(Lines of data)
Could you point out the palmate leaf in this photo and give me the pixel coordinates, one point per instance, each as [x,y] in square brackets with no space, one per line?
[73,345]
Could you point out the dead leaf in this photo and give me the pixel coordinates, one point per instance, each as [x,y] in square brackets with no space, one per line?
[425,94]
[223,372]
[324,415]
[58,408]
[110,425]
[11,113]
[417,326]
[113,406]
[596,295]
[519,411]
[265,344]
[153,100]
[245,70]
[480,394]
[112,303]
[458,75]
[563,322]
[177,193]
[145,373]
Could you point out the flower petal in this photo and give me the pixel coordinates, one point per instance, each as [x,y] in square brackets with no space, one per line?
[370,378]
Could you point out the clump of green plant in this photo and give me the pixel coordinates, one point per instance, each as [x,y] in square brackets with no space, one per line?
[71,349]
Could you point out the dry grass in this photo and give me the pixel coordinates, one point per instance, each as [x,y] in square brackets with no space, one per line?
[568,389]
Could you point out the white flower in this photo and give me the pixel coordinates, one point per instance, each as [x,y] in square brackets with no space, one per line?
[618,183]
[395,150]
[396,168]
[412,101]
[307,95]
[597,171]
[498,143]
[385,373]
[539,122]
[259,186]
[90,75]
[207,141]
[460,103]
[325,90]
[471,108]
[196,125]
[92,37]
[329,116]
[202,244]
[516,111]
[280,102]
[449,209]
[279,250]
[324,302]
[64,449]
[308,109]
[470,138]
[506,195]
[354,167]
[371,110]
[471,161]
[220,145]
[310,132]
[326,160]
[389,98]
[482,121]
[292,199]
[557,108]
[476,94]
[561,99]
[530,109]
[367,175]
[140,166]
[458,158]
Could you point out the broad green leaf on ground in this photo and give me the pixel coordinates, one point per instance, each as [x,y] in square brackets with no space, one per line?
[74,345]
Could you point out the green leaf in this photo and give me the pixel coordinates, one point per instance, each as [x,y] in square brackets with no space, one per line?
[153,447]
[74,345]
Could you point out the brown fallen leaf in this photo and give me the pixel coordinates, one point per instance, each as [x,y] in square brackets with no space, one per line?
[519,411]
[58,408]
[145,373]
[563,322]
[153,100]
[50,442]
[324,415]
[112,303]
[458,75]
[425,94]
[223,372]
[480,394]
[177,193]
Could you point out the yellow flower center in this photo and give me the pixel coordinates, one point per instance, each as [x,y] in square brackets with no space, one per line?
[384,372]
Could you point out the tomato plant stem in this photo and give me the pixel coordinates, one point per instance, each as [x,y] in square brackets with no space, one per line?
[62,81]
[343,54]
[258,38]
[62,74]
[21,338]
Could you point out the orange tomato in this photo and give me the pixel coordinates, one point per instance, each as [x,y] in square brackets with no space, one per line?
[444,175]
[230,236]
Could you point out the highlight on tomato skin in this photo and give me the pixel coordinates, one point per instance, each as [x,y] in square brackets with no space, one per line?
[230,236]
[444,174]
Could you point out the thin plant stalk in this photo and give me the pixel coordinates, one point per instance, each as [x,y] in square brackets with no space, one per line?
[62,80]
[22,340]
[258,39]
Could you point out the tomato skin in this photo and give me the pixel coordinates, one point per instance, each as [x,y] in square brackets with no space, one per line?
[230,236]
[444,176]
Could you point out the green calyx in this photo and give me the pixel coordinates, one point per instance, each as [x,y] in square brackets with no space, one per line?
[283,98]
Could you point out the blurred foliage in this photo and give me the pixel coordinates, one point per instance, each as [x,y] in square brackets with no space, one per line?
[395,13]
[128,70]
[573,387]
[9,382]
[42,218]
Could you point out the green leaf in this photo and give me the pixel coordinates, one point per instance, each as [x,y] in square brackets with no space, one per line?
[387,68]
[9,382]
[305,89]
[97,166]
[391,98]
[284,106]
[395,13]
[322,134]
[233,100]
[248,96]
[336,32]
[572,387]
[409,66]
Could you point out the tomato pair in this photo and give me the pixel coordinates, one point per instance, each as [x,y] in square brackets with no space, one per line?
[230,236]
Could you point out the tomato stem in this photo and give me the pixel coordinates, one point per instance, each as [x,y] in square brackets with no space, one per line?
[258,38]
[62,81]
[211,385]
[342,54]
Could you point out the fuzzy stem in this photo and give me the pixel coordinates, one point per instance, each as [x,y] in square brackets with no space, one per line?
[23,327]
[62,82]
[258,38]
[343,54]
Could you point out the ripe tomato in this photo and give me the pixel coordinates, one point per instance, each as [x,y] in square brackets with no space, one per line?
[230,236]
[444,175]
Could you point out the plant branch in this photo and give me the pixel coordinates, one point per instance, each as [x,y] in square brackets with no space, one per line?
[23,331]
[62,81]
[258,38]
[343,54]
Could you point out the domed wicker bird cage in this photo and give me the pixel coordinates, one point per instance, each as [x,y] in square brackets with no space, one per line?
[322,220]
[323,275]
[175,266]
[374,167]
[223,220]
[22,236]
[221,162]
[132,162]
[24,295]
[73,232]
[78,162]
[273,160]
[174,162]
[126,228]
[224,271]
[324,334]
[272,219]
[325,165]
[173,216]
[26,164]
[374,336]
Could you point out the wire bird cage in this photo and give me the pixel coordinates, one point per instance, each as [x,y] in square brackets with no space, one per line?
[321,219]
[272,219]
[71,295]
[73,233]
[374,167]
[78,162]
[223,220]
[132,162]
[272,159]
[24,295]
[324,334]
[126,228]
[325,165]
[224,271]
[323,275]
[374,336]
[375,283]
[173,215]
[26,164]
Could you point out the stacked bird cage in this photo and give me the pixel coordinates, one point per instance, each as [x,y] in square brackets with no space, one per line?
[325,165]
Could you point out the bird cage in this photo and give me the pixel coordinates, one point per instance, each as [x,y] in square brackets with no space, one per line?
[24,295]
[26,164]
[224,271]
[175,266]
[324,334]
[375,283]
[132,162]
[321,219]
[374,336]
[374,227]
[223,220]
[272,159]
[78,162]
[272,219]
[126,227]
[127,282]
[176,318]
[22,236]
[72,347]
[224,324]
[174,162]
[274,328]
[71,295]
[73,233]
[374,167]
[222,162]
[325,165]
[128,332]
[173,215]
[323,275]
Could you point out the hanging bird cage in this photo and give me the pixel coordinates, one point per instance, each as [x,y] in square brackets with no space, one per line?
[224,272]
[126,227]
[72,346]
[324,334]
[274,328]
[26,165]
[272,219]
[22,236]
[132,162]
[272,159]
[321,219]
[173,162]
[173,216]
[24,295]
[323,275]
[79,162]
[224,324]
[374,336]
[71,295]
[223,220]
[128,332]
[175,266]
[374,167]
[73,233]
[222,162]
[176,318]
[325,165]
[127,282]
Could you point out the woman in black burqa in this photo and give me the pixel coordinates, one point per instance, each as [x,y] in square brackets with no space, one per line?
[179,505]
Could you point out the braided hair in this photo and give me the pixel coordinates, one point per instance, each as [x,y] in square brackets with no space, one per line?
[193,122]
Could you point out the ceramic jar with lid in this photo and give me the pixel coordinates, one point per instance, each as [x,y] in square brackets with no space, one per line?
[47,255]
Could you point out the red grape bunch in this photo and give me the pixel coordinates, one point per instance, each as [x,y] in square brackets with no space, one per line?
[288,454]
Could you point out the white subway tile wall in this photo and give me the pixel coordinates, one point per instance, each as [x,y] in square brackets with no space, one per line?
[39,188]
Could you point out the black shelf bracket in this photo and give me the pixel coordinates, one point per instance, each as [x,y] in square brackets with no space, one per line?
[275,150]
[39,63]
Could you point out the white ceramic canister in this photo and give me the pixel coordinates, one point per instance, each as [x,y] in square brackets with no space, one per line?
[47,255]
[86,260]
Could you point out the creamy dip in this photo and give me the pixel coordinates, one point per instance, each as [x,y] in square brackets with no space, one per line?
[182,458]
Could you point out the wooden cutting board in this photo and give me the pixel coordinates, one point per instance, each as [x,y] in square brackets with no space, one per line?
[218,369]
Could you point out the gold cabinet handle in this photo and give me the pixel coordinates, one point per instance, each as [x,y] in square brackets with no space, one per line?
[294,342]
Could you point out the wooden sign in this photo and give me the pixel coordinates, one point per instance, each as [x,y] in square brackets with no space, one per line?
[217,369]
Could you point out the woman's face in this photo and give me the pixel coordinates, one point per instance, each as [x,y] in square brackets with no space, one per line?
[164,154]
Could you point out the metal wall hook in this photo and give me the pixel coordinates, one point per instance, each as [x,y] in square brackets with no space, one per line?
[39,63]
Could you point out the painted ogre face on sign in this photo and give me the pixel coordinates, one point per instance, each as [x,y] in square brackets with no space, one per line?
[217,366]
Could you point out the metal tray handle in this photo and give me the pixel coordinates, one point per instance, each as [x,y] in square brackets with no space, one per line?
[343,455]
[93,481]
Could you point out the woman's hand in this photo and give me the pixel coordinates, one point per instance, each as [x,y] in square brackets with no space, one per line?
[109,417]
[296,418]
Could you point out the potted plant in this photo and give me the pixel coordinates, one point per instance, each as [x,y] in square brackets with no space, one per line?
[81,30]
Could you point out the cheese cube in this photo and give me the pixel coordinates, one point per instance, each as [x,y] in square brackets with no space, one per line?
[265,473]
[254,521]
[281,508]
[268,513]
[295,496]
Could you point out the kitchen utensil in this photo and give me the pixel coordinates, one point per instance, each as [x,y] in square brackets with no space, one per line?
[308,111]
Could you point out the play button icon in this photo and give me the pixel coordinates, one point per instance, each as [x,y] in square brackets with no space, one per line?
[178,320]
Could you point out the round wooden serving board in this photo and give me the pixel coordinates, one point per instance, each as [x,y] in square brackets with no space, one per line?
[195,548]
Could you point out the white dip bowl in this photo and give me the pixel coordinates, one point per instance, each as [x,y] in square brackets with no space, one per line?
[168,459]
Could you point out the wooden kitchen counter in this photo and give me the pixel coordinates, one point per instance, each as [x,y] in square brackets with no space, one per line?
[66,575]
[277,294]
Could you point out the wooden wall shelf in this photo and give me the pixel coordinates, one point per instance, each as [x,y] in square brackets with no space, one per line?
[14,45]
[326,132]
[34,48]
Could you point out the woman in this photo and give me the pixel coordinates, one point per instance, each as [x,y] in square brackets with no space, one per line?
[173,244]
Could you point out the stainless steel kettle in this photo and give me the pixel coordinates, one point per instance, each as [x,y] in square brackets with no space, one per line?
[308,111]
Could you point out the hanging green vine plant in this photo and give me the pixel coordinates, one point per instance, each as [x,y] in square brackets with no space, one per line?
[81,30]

● Problem description: Set down only these lines, exactly: the line containing "Could you point out the potted" and each line after it, through the end of the listing.

● Result below:
Could you point out the potted plant in this photo and give me the pixel coordinates, one point per instance, each as [x,y] in square brackets with no space, one per line?
[81,30]
Could you point out the cheese cube in this photo and give me the pixel coordinates, one point per instance, each as [x,y] in square brackets with no space, one per line?
[265,473]
[254,521]
[281,508]
[268,513]
[295,496]
Could you point out the kitchen utensil in this photo and give me the pixel coordinates, one point per instance, each as [x,y] in square brackets with no space, one per line?
[308,111]
Could you point out the play button icon in this photo and give me the pixel coordinates, one point per instance, each as [x,y] in square brackets with no space, one per line?
[178,320]
Could you point out the round wooden serving board in this photo and give me the pixel coordinates, one point per instance, each as [x,y] in square brackets with no space, one per line?
[195,548]
Could you point out the white dip bowl in this photo and give me the pixel coordinates, one point per instance, each as [x,y] in square brackets with no space, one per line?
[168,459]
Could you point out the wooden kitchen counter in this photo and give me the pixel coordinates, one point per instance, each as [x,y] in square brackets with no space, one per line?
[66,575]
[277,294]
Could you point out the wooden wall shelf in this photo and give me the pixel coordinates, one point per instance, each as [x,y] in square brackets with no space, one per line?
[14,45]
[326,132]
[34,48]
Could you point out the woman in this photo and give me the pixel coordinates, one point per instance, each as [x,y] in square brackets with no space, one per line?
[173,244]
Could you point out the stainless steel kettle in this photo and give me the pixel coordinates, one point per instance, each as [x,y] in square brackets with no space, one per line?
[308,111]
Could you point out the hanging green vine plant in this photo and give me the pixel coordinates, one point per instance, each as [x,y] in square brackets with no space, one per line?
[81,30]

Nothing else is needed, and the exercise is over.